Leaving the pictures aside, write out the whole listing below exactly.

Source records:
* * *

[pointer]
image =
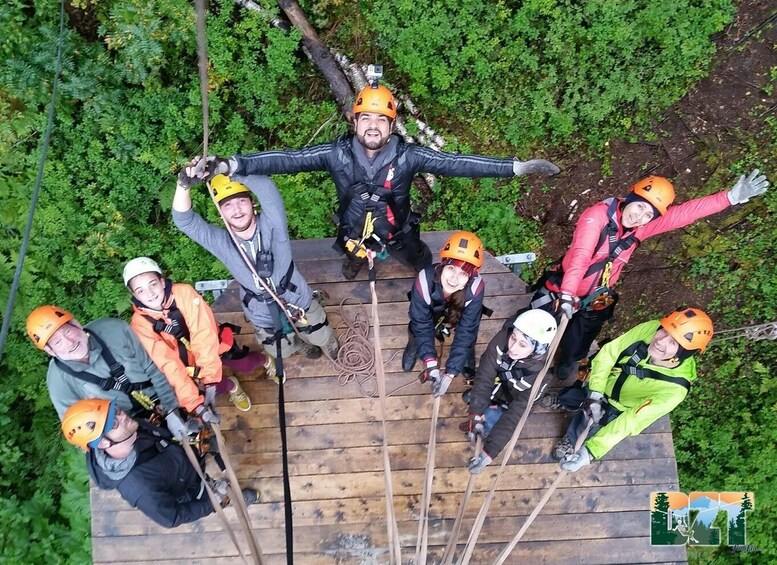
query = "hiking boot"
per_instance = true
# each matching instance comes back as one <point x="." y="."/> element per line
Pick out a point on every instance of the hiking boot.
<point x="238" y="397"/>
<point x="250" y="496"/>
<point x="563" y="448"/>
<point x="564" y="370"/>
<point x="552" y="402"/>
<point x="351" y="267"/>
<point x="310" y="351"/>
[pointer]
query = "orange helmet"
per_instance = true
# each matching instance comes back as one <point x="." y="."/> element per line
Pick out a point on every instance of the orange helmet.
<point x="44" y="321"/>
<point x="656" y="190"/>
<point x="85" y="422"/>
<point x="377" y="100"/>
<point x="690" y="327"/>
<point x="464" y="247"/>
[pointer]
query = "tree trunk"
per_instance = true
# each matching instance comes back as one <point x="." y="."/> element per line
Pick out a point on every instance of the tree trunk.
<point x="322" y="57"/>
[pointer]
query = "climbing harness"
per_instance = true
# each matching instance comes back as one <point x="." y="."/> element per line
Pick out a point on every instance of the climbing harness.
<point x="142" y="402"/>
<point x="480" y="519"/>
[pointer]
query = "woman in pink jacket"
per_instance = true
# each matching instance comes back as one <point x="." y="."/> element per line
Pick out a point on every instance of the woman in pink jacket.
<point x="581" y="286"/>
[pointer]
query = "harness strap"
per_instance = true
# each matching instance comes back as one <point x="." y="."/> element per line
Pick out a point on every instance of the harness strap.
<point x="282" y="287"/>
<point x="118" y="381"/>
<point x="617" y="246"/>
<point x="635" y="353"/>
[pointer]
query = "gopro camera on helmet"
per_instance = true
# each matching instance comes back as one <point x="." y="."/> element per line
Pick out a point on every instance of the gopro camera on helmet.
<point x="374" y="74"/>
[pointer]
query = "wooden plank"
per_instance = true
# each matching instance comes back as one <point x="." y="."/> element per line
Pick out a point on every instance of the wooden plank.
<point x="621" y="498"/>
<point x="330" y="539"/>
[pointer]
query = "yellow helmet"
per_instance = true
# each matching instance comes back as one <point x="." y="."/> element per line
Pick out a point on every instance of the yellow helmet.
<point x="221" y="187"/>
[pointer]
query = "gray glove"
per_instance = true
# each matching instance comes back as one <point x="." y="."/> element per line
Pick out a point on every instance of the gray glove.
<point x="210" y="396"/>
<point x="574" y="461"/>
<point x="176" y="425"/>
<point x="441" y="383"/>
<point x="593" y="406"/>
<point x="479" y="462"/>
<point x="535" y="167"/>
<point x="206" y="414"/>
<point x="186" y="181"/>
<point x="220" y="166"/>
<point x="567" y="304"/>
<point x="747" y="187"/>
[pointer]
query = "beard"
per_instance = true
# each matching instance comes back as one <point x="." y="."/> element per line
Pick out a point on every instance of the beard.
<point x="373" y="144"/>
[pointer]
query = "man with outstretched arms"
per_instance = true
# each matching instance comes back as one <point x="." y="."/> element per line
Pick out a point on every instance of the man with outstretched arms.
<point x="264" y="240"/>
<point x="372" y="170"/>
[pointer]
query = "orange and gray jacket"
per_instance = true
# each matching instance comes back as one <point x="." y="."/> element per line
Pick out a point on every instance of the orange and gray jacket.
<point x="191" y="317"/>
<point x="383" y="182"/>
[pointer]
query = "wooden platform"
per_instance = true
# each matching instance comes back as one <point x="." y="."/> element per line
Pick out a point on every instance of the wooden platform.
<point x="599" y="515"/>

* * *

Worked solution:
[pointer]
image =
query = "hiking boot"
per_instance = true
# each matching instance comes back as one <point x="." y="."/> element per line
Pick out a point on every instance of the hiking boot.
<point x="238" y="397"/>
<point x="250" y="496"/>
<point x="563" y="448"/>
<point x="564" y="370"/>
<point x="552" y="402"/>
<point x="351" y="267"/>
<point x="310" y="351"/>
[pointer]
query = "orange helmet"
per_instance = true
# each matching instance comes back as one <point x="." y="."/> element per line
Pick out a point on every instance of the orange helmet.
<point x="44" y="321"/>
<point x="656" y="190"/>
<point x="85" y="422"/>
<point x="377" y="100"/>
<point x="690" y="327"/>
<point x="464" y="247"/>
[pointer]
query = "tree trunk"
per_instance = true
# each matching instance comes back as one <point x="." y="."/> element per line
Pick out a point on every instance of the tree trunk.
<point x="322" y="57"/>
[pointer]
query = "climbing harness"
per_instance = true
# each matching instance comes back as one <point x="." y="."/> element per line
Pick out a point on every instance of the climbing harness.
<point x="142" y="402"/>
<point x="480" y="519"/>
[pointer]
query = "woman in pink jacket"
per_instance = true
# each matching instance comes back as one <point x="." y="."/> element per line
Pick out a point on every instance of the woman in pink jacket.
<point x="581" y="286"/>
[pointer]
query = "harness strap"
per_instance = true
# each matching instance comes back as one <point x="." y="."/> element per line
Pick out a point on every instance of the harness strap.
<point x="282" y="287"/>
<point x="118" y="381"/>
<point x="617" y="246"/>
<point x="635" y="353"/>
[pointer]
query = "gopro camera on helmet"
per_instance = true
# each matching instance comes back as one <point x="." y="."/> element per line
Pick out a point on every instance of the gopro camera on helmet.
<point x="374" y="74"/>
[pointer]
query = "wooden plank"
per_instance = true
# each matching instance comes back as one <point x="." y="."/> element per line
Pick out a point on every instance of the wooden plank.
<point x="621" y="498"/>
<point x="330" y="539"/>
[pointer]
query = "yellow helmet"
per_instance = true
# each matching instance comes back as one <point x="." y="."/> element per line
Pick out a point on every instance of the yellow helmet.
<point x="221" y="187"/>
[pointer]
query = "gray glove"
per_instance = true
# each matching instance comes back as one <point x="." y="."/> element per line
Pick out a point on every instance of the gray glove.
<point x="210" y="396"/>
<point x="574" y="461"/>
<point x="176" y="425"/>
<point x="441" y="383"/>
<point x="593" y="406"/>
<point x="479" y="462"/>
<point x="535" y="167"/>
<point x="206" y="414"/>
<point x="186" y="181"/>
<point x="220" y="166"/>
<point x="567" y="304"/>
<point x="747" y="187"/>
[pointer]
query = "beard"
per_instance = true
# each matching instance comes back as one <point x="." y="."/> element per line
Pick out a point on every instance of the beard.
<point x="373" y="144"/>
[pointer]
query = "man with outstretched arms"
per_instance = true
# each matching instance comes back as one <point x="." y="."/> element per line
Pick out a point on every instance of the man with outstretched arms.
<point x="264" y="240"/>
<point x="372" y="170"/>
[pointer]
query = "orange and gray jacket"
per_instance = true
# each matching instance comes back as one <point x="." y="."/> element per line
Pick out a point on every instance of the orange and gray jacket.
<point x="191" y="317"/>
<point x="383" y="182"/>
[pointer]
query = "wooden platform"
per_instance = true
# each matching instance comes back as one <point x="." y="."/> element per line
Pick out a point on every instance of the wooden platform.
<point x="599" y="515"/>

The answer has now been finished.